__Set task__
Change "rusty car" to "red bicycle" throughout the data below and reproduce the lines with nothing else altered. Leave the pictures out of your answer.

__Supplied information__
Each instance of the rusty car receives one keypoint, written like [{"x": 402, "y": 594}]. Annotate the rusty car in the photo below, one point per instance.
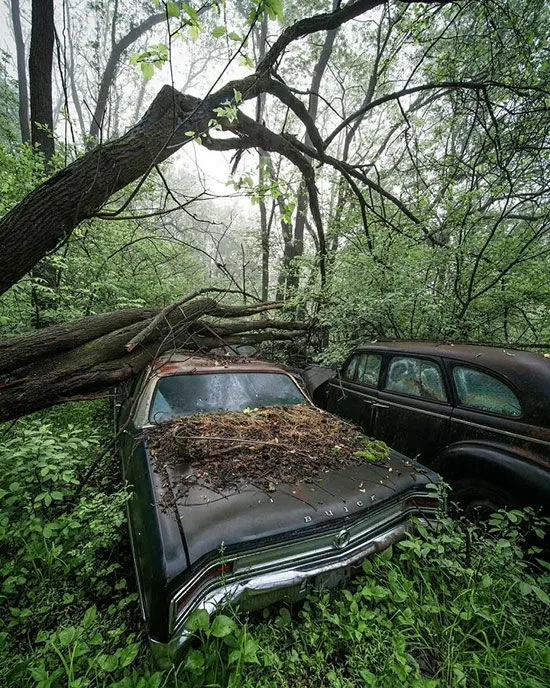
[
  {"x": 478, "y": 415},
  {"x": 201, "y": 546}
]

__Result for this exercise__
Each instance of the red bicycle receives one keypoint, written like [{"x": 402, "y": 594}]. Annotate the red bicycle in the photo below, one point per instance.
[
  {"x": 478, "y": 415},
  {"x": 201, "y": 546}
]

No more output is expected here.